*SOURCE DOCUMENT*
# # # #
If you're gonna do it (which I wouldn't), maybe think about using steel jacketed cable. You can get it at home depot I believe. Or some other flexible steel conduit.


----------



## chirpfarm (Jan 30, 2012)

This: http://www.igus.com/default.asp?PAGE=EnergyChains is really what you need. It is designed to protect/guide/organize cables thru sliding motion like you describe. Don't know if it would pass residential inspection, but it is used all over the place on manufacturing equipment. not the cheapest, but the right product for the job I'd think.


----------



## KevinGe (Mar 16, 2012)

I have never seen a receptacle installed in a moveable drawer by an electrician. I would take the advice of most of the members responding to your original post and seek the advice of a electrician in your area before you do any work. Personally, I would never install an outlet in a drawer. Without getting into too much detail I believe that this would be a fire hazard.
Cheers


----------



## thegrgyle (Jan 11, 2011)

Handyman said:


> Hey guys thanks for all the input. I think we are going to run a home run wire from the panel to a wall box inside the cabinet. Then use a coiled S.O. cord from the wall to the back of the draw to a flush mount receptical box in the drawer. The new home run wire will be connected to a combo Arch fault/GFCI beaker. If there is ever a problem the beaker will trip. And being the SO cord is made out of THHN (Braided wire) wire and coiled, it will flex for many years.


Like others have said, I would think that this would be a fire hazard, and I wouldn't do it. That being said, The coiled cord you refer to is designed exactly for that. If you decide to continue to do this, I would add that you you might want to install the outlet so that there is some protection from something accidentally getting shoved/forced into the outlet. Perhaps a "wall/partition" in front of it, with a gap on the sides that the cord can be fed thru to get to the outlet. The only reason I bring this up is how many times are things shoved in a drawer, and then the drawer shoved shut. I would hate to see some scissors or something like that be shoved into the receptacle, and create a major safety issue. 

Just a thought.


----------



## d_slat (Apr 10, 2012)
# # # #
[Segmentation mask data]
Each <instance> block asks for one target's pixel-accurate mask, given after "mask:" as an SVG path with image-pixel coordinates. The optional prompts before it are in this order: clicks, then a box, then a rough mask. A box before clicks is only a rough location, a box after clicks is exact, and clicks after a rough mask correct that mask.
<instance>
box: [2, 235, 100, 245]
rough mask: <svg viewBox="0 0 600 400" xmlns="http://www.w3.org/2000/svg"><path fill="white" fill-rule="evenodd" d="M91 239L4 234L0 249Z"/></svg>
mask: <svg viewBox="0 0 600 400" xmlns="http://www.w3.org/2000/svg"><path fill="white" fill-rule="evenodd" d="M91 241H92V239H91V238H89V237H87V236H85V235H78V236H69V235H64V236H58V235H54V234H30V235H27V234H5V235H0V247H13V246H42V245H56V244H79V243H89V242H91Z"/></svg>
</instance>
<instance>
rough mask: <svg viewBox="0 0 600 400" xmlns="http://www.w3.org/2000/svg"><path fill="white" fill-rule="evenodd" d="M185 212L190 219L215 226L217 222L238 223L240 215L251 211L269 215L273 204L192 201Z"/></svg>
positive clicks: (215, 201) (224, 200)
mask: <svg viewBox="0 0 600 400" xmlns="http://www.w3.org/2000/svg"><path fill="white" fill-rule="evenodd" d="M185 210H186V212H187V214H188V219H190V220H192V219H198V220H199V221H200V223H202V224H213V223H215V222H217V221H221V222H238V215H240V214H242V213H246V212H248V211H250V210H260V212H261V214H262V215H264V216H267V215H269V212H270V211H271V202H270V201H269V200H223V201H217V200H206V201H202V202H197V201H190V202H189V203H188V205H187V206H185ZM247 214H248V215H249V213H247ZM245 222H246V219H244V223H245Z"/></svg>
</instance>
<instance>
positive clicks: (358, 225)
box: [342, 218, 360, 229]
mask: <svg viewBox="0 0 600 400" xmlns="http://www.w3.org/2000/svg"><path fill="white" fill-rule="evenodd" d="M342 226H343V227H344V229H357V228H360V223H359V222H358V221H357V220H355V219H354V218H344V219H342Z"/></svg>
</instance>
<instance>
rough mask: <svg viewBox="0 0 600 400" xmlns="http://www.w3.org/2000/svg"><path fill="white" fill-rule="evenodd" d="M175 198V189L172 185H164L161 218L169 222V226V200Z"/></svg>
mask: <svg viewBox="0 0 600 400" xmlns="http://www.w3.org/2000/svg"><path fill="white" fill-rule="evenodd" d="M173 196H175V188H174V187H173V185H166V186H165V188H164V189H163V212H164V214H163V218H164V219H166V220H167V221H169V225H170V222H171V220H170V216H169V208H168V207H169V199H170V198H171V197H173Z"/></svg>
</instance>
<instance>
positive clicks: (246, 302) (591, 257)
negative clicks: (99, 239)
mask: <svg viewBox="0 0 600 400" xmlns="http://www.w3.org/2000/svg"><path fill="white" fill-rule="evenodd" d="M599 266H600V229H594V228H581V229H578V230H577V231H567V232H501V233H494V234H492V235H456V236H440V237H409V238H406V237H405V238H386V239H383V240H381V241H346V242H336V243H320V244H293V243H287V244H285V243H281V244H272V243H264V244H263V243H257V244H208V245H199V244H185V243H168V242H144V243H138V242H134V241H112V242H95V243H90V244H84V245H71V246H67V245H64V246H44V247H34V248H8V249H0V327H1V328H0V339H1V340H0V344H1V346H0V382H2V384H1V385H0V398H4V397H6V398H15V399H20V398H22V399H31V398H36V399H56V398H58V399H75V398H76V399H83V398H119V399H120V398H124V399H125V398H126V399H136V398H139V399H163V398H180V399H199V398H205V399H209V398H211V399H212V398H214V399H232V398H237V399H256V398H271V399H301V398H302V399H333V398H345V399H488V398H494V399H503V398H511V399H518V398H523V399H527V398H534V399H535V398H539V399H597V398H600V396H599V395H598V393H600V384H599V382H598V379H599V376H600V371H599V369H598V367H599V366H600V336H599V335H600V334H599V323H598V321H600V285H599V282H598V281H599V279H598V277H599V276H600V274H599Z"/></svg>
# # # #
*TASK REQUIREMENTS*
[1] In the forum thread on putting an outlet in a drawer, swap "manufacturing equipment" for "industrial machinery" and give everything from "If you're gonna" down to "job I'd think.".
[2] Continue the forum thread on putting an outlet in a drawer from where it stops.

*RESPONSES PER TASK*
[1]
If you're gonna do it (which I wouldn't), maybe think about using steel jacketed cable. You can get it at home depot I believe. Or some other flexible steel conduit.


----------



## chirpfarm (Jan 30, 2012)

This: http://www.igus.com/default.asp?PAGE=EnergyChains is really what you need. It is designed to protect/guide/organize cables thru sliding motion like you describe. Don't know if it would pass residential inspection, but it is used all over the place on industrial machinery. not the cheapest, but the right product for the job I'd think.

[2]
ed_h said:


> My wife asked for the same thing. She keeps her hair dryer and curling iron and such in the bottom drawer of the vanity, and it was a hassle to plug and unplug it every time. Since the vanity is built in, it was easy to add an outlet to the wall under the adjacent sink. I just attached a good quality power strip inside the drawer with double-sided tape, ran the cord through a hole in the back of the drawer, and plugged it into the outlet. I made sure the cord was routed so as to not rub or catch on anything when the drawer is opened.
> 
> Does it meet code? No idea.


not a chance in hell I woulda done this. It may be a hassle to unplug it to put it in the drawer, but at least she won't leave it on and burn the house down that way.


----------



## woodnthings (Jan 24, 2009)

*clutter is way better than a fire!*

This was my first thought when I saw hair dryer and curling iron....no way I'd do it...... :no:

maybe with a 20 minute wind up timer that shuts itself off....

probably a shut off could be devised that when the drawer was shut everything gets shut down like a micro switch?


----------



## EWerner (Oct 14, 2010)

TS3660 said:


> Just put a small Honda Generator in the drawer. :laughing:


:laughingitto:laughing:

Talk directly to a state inspector (or city inspector if they have one for electrical) and see what they suggest. Hate to have you put alot of work into it and have it fail inspection.

I would worry about fatigue in the wiring that would occur by the movement fo the draw. It obviously can not be solid copper wire as it would surely fail over time.

Good luck.


----------



## <*(((>< (Feb 24, 2010)

woodnthings said:


> This was my first thought when I saw hair dryer and curling iron....no way I'd do it...... :no:
> 
> maybe with a 20 minute wind up timer that shuts itself off....
> 
> probably a shut off could be devised that when the drawer was shut everything gets shut down like a micro switch?


This is a very good thought, have the timer before the outlet so that the outlet would only have power to it when the timer is running. That way someone is right there (or within the timer max time limit) in case of fatigue problems of the wire. If you are going to do it that is.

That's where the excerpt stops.